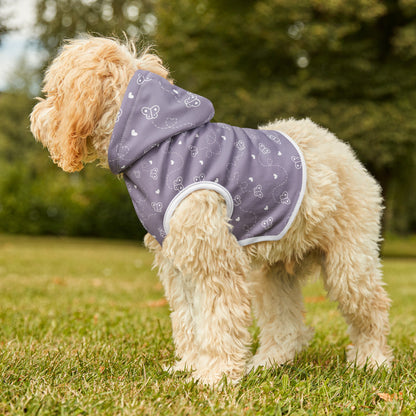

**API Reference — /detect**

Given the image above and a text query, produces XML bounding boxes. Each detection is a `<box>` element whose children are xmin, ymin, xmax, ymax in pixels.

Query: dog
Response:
<box><xmin>30</xmin><ymin>36</ymin><xmax>393</xmax><ymax>385</ymax></box>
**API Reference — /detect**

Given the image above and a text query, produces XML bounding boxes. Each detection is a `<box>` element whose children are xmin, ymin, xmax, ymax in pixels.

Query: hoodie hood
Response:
<box><xmin>107</xmin><ymin>70</ymin><xmax>306</xmax><ymax>247</ymax></box>
<box><xmin>108</xmin><ymin>70</ymin><xmax>215</xmax><ymax>174</ymax></box>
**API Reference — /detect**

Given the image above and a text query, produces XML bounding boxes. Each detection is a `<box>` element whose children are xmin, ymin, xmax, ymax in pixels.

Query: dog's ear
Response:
<box><xmin>31</xmin><ymin>37</ymin><xmax>132</xmax><ymax>172</ymax></box>
<box><xmin>31</xmin><ymin>37</ymin><xmax>171</xmax><ymax>172</ymax></box>
<box><xmin>30</xmin><ymin>68</ymin><xmax>108</xmax><ymax>172</ymax></box>
<box><xmin>51</xmin><ymin>70</ymin><xmax>108</xmax><ymax>172</ymax></box>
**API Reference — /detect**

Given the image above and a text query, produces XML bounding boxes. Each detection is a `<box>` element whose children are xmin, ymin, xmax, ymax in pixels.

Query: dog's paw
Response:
<box><xmin>163</xmin><ymin>359</ymin><xmax>194</xmax><ymax>374</ymax></box>
<box><xmin>248</xmin><ymin>327</ymin><xmax>314</xmax><ymax>373</ymax></box>
<box><xmin>247</xmin><ymin>350</ymin><xmax>293</xmax><ymax>373</ymax></box>
<box><xmin>192</xmin><ymin>371</ymin><xmax>224</xmax><ymax>387</ymax></box>
<box><xmin>190</xmin><ymin>369</ymin><xmax>241</xmax><ymax>388</ymax></box>
<box><xmin>346</xmin><ymin>344</ymin><xmax>393</xmax><ymax>370</ymax></box>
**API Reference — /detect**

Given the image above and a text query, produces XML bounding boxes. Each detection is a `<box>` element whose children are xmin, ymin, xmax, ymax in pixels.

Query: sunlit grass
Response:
<box><xmin>1</xmin><ymin>234</ymin><xmax>415</xmax><ymax>415</ymax></box>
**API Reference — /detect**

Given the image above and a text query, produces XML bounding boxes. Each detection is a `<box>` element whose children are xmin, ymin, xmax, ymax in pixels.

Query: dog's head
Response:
<box><xmin>30</xmin><ymin>36</ymin><xmax>169</xmax><ymax>172</ymax></box>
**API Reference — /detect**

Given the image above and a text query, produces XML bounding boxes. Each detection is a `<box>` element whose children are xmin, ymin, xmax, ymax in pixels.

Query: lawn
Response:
<box><xmin>0</xmin><ymin>234</ymin><xmax>415</xmax><ymax>415</ymax></box>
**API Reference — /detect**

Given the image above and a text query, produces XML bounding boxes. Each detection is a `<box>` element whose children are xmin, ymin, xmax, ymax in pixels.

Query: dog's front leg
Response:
<box><xmin>144</xmin><ymin>233</ymin><xmax>199</xmax><ymax>372</ymax></box>
<box><xmin>162</xmin><ymin>190</ymin><xmax>252</xmax><ymax>386</ymax></box>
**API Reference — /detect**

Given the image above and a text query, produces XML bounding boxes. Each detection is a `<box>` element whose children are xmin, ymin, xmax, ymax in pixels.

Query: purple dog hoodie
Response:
<box><xmin>108</xmin><ymin>70</ymin><xmax>306</xmax><ymax>246</ymax></box>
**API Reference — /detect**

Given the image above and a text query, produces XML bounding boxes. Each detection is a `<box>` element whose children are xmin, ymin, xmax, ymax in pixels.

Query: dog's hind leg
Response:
<box><xmin>322</xmin><ymin>243</ymin><xmax>393</xmax><ymax>369</ymax></box>
<box><xmin>248</xmin><ymin>263</ymin><xmax>314</xmax><ymax>371</ymax></box>
<box><xmin>162</xmin><ymin>190</ymin><xmax>252</xmax><ymax>385</ymax></box>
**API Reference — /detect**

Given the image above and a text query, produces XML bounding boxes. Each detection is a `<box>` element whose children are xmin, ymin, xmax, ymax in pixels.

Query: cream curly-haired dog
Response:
<box><xmin>30</xmin><ymin>36</ymin><xmax>392</xmax><ymax>385</ymax></box>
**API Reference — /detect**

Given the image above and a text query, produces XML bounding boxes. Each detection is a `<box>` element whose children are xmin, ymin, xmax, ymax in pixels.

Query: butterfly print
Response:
<box><xmin>141</xmin><ymin>105</ymin><xmax>160</xmax><ymax>120</ymax></box>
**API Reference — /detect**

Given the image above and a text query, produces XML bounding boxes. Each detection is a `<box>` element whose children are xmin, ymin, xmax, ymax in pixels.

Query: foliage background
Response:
<box><xmin>0</xmin><ymin>0</ymin><xmax>415</xmax><ymax>239</ymax></box>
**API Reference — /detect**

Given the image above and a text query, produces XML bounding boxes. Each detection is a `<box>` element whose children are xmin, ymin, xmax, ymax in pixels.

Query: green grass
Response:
<box><xmin>1</xmin><ymin>234</ymin><xmax>416</xmax><ymax>415</ymax></box>
<box><xmin>382</xmin><ymin>234</ymin><xmax>416</xmax><ymax>259</ymax></box>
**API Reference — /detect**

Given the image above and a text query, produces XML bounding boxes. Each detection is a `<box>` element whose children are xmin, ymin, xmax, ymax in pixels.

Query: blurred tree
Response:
<box><xmin>34</xmin><ymin>0</ymin><xmax>157</xmax><ymax>54</ymax></box>
<box><xmin>0</xmin><ymin>88</ymin><xmax>143</xmax><ymax>239</ymax></box>
<box><xmin>155</xmin><ymin>0</ymin><xmax>416</xmax><ymax>233</ymax></box>
<box><xmin>2</xmin><ymin>0</ymin><xmax>414</xmax><ymax>237</ymax></box>
<box><xmin>0</xmin><ymin>0</ymin><xmax>156</xmax><ymax>239</ymax></box>
<box><xmin>0</xmin><ymin>54</ymin><xmax>144</xmax><ymax>239</ymax></box>
<box><xmin>0</xmin><ymin>0</ymin><xmax>11</xmax><ymax>44</ymax></box>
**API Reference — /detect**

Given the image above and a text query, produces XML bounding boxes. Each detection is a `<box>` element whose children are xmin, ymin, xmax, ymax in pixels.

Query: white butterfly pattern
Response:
<box><xmin>189</xmin><ymin>145</ymin><xmax>198</xmax><ymax>157</ymax></box>
<box><xmin>184</xmin><ymin>93</ymin><xmax>201</xmax><ymax>108</ymax></box>
<box><xmin>151</xmin><ymin>202</ymin><xmax>163</xmax><ymax>212</ymax></box>
<box><xmin>259</xmin><ymin>143</ymin><xmax>271</xmax><ymax>154</ymax></box>
<box><xmin>173</xmin><ymin>176</ymin><xmax>184</xmax><ymax>191</ymax></box>
<box><xmin>267</xmin><ymin>134</ymin><xmax>281</xmax><ymax>144</ymax></box>
<box><xmin>116</xmin><ymin>145</ymin><xmax>130</xmax><ymax>158</ymax></box>
<box><xmin>158</xmin><ymin>227</ymin><xmax>167</xmax><ymax>239</ymax></box>
<box><xmin>280</xmin><ymin>191</ymin><xmax>291</xmax><ymax>205</ymax></box>
<box><xmin>233</xmin><ymin>194</ymin><xmax>242</xmax><ymax>206</ymax></box>
<box><xmin>150</xmin><ymin>168</ymin><xmax>158</xmax><ymax>180</ymax></box>
<box><xmin>254</xmin><ymin>184</ymin><xmax>264</xmax><ymax>198</ymax></box>
<box><xmin>235</xmin><ymin>140</ymin><xmax>246</xmax><ymax>151</ymax></box>
<box><xmin>193</xmin><ymin>173</ymin><xmax>205</xmax><ymax>182</ymax></box>
<box><xmin>291</xmin><ymin>156</ymin><xmax>302</xmax><ymax>169</ymax></box>
<box><xmin>141</xmin><ymin>105</ymin><xmax>160</xmax><ymax>120</ymax></box>
<box><xmin>137</xmin><ymin>73</ymin><xmax>151</xmax><ymax>85</ymax></box>
<box><xmin>262</xmin><ymin>217</ymin><xmax>273</xmax><ymax>230</ymax></box>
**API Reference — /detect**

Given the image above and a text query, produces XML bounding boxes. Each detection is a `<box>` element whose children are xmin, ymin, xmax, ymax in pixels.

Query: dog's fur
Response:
<box><xmin>30</xmin><ymin>36</ymin><xmax>393</xmax><ymax>385</ymax></box>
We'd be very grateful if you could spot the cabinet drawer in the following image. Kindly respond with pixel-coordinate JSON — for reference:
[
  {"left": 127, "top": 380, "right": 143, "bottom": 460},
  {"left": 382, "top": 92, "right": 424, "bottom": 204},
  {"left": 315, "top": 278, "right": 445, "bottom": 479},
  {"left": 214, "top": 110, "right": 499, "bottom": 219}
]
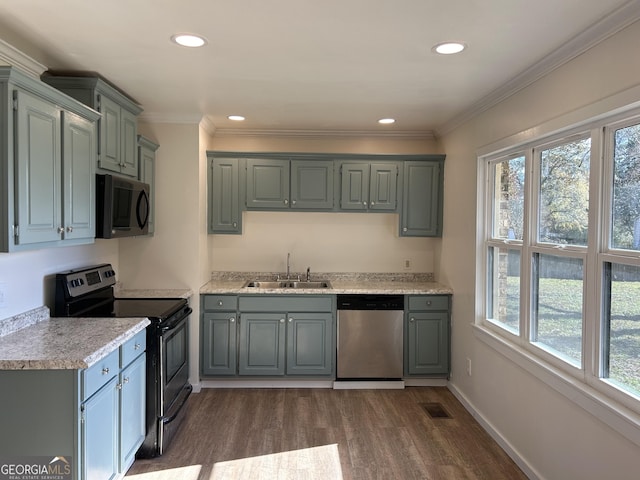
[
  {"left": 239, "top": 295, "right": 333, "bottom": 312},
  {"left": 203, "top": 295, "right": 238, "bottom": 311},
  {"left": 121, "top": 329, "right": 146, "bottom": 367},
  {"left": 408, "top": 295, "right": 449, "bottom": 311},
  {"left": 83, "top": 348, "right": 119, "bottom": 400}
]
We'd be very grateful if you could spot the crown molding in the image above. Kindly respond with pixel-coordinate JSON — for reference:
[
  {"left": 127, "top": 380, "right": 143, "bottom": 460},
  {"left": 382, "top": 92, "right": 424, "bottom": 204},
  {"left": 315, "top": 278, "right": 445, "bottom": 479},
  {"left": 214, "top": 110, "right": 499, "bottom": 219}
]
[
  {"left": 436, "top": 0, "right": 640, "bottom": 137},
  {"left": 138, "top": 112, "right": 204, "bottom": 124},
  {"left": 212, "top": 128, "right": 436, "bottom": 139},
  {"left": 0, "top": 38, "right": 47, "bottom": 78}
]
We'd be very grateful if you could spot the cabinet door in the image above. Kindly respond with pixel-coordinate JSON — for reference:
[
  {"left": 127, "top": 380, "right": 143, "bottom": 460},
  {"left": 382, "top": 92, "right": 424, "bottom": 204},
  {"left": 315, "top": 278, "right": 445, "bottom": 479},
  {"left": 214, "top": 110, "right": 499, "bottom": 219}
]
[
  {"left": 202, "top": 312, "right": 237, "bottom": 375},
  {"left": 401, "top": 161, "right": 442, "bottom": 236},
  {"left": 14, "top": 89, "right": 63, "bottom": 245},
  {"left": 369, "top": 163, "right": 398, "bottom": 211},
  {"left": 340, "top": 163, "right": 369, "bottom": 210},
  {"left": 119, "top": 354, "right": 146, "bottom": 473},
  {"left": 63, "top": 111, "right": 95, "bottom": 241},
  {"left": 139, "top": 137, "right": 158, "bottom": 235},
  {"left": 290, "top": 160, "right": 334, "bottom": 209},
  {"left": 406, "top": 312, "right": 449, "bottom": 375},
  {"left": 286, "top": 313, "right": 333, "bottom": 375},
  {"left": 120, "top": 108, "right": 138, "bottom": 177},
  {"left": 210, "top": 158, "right": 241, "bottom": 233},
  {"left": 239, "top": 313, "right": 285, "bottom": 375},
  {"left": 82, "top": 376, "right": 119, "bottom": 480},
  {"left": 97, "top": 94, "right": 122, "bottom": 173},
  {"left": 246, "top": 159, "right": 290, "bottom": 209}
]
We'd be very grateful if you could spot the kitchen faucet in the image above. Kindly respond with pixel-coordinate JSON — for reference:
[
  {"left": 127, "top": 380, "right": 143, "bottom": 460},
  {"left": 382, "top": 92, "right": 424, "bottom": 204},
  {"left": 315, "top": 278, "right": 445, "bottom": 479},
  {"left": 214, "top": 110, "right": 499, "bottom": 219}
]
[{"left": 286, "top": 252, "right": 291, "bottom": 279}]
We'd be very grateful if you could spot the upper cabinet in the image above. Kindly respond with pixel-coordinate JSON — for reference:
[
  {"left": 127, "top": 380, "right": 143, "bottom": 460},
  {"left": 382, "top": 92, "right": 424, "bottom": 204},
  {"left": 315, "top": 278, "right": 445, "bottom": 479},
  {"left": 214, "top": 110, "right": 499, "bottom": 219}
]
[
  {"left": 401, "top": 160, "right": 444, "bottom": 237},
  {"left": 42, "top": 73, "right": 143, "bottom": 178},
  {"left": 138, "top": 135, "right": 158, "bottom": 235},
  {"left": 0, "top": 67, "right": 100, "bottom": 252},
  {"left": 338, "top": 162, "right": 398, "bottom": 211},
  {"left": 207, "top": 151, "right": 445, "bottom": 237}
]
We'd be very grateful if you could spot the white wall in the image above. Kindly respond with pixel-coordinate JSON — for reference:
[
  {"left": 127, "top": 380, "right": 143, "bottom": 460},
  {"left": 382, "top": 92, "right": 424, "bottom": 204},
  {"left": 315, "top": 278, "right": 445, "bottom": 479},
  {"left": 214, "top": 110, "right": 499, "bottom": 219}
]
[
  {"left": 210, "top": 133, "right": 442, "bottom": 274},
  {"left": 440, "top": 19, "right": 640, "bottom": 480}
]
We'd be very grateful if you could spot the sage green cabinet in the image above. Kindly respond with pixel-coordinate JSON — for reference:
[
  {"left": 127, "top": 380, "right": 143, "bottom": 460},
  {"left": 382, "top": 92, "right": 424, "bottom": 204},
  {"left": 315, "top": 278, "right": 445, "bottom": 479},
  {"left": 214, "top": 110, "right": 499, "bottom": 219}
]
[
  {"left": 1, "top": 67, "right": 99, "bottom": 252},
  {"left": 42, "top": 74, "right": 143, "bottom": 178},
  {"left": 290, "top": 160, "right": 334, "bottom": 209},
  {"left": 286, "top": 312, "right": 333, "bottom": 375},
  {"left": 239, "top": 312, "right": 286, "bottom": 375},
  {"left": 209, "top": 158, "right": 242, "bottom": 234},
  {"left": 246, "top": 158, "right": 290, "bottom": 209},
  {"left": 405, "top": 295, "right": 450, "bottom": 376},
  {"left": 202, "top": 312, "right": 238, "bottom": 375},
  {"left": 339, "top": 162, "right": 398, "bottom": 211},
  {"left": 401, "top": 161, "right": 443, "bottom": 237},
  {"left": 138, "top": 135, "right": 158, "bottom": 235}
]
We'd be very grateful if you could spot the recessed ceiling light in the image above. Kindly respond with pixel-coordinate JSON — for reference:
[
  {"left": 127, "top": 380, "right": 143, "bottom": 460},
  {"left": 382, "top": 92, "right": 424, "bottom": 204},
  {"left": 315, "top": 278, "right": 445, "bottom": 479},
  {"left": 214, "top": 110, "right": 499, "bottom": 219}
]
[
  {"left": 432, "top": 42, "right": 466, "bottom": 55},
  {"left": 171, "top": 33, "right": 207, "bottom": 48},
  {"left": 228, "top": 115, "right": 245, "bottom": 121},
  {"left": 378, "top": 118, "right": 395, "bottom": 124}
]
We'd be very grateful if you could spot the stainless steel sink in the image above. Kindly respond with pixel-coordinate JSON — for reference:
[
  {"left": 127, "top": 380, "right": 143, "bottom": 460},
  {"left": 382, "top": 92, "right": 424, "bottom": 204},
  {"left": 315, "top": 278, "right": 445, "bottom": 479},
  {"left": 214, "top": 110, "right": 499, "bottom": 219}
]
[{"left": 242, "top": 280, "right": 332, "bottom": 289}]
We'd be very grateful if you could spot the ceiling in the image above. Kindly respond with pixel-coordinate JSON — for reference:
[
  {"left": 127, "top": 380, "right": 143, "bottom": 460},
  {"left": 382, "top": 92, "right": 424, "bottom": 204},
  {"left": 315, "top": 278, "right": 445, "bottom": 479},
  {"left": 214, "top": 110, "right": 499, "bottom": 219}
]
[{"left": 0, "top": 0, "right": 638, "bottom": 135}]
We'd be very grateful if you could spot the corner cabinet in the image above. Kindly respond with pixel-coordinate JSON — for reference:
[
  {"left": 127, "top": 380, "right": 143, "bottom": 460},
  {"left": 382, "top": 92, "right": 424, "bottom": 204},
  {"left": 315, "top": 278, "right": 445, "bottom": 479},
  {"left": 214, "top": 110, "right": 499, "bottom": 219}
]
[
  {"left": 401, "top": 160, "right": 444, "bottom": 237},
  {"left": 138, "top": 135, "right": 158, "bottom": 235},
  {"left": 1, "top": 67, "right": 100, "bottom": 252},
  {"left": 41, "top": 73, "right": 143, "bottom": 178},
  {"left": 405, "top": 295, "right": 450, "bottom": 376},
  {"left": 0, "top": 329, "right": 146, "bottom": 480}
]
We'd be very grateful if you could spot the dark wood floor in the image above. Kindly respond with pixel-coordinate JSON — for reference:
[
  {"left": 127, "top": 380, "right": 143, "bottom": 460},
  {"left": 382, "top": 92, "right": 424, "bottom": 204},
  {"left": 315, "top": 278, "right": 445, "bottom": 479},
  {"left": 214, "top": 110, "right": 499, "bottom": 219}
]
[{"left": 127, "top": 387, "right": 527, "bottom": 480}]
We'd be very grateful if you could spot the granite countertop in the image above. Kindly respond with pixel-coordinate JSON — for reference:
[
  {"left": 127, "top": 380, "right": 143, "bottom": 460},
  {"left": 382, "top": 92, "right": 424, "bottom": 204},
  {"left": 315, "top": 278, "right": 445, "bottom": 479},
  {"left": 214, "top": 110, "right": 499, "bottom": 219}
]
[
  {"left": 0, "top": 306, "right": 149, "bottom": 370},
  {"left": 200, "top": 272, "right": 453, "bottom": 295},
  {"left": 115, "top": 286, "right": 193, "bottom": 299}
]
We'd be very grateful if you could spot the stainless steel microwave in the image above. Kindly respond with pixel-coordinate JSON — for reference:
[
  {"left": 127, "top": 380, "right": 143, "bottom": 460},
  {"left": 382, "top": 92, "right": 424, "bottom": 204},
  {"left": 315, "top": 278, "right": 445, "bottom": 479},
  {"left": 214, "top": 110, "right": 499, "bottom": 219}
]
[{"left": 96, "top": 174, "right": 150, "bottom": 238}]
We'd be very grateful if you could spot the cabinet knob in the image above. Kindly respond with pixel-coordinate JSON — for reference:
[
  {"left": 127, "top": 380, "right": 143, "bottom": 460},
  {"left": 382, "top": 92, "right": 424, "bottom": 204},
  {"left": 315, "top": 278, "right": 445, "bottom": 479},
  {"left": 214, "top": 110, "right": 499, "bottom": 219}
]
[
  {"left": 426, "top": 301, "right": 432, "bottom": 306},
  {"left": 371, "top": 201, "right": 375, "bottom": 206},
  {"left": 288, "top": 318, "right": 293, "bottom": 323},
  {"left": 134, "top": 343, "right": 141, "bottom": 350},
  {"left": 123, "top": 377, "right": 130, "bottom": 384},
  {"left": 230, "top": 317, "right": 235, "bottom": 323},
  {"left": 102, "top": 367, "right": 110, "bottom": 375},
  {"left": 292, "top": 200, "right": 296, "bottom": 205},
  {"left": 57, "top": 226, "right": 64, "bottom": 234},
  {"left": 284, "top": 199, "right": 289, "bottom": 205},
  {"left": 218, "top": 300, "right": 223, "bottom": 306},
  {"left": 116, "top": 383, "right": 123, "bottom": 390},
  {"left": 403, "top": 227, "right": 408, "bottom": 232},
  {"left": 363, "top": 201, "right": 368, "bottom": 207},
  {"left": 66, "top": 226, "right": 73, "bottom": 233},
  {"left": 410, "top": 317, "right": 415, "bottom": 322},
  {"left": 280, "top": 318, "right": 285, "bottom": 323},
  {"left": 233, "top": 222, "right": 237, "bottom": 228}
]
....
Goal of the exercise
Report all lines in the records that include the string "green".

Answer to this problem
Query: green grass
We'd be very grateful if you could spot the sage green cabinet in the image above. Kindly respond with pixel-coordinate JSON — for reference:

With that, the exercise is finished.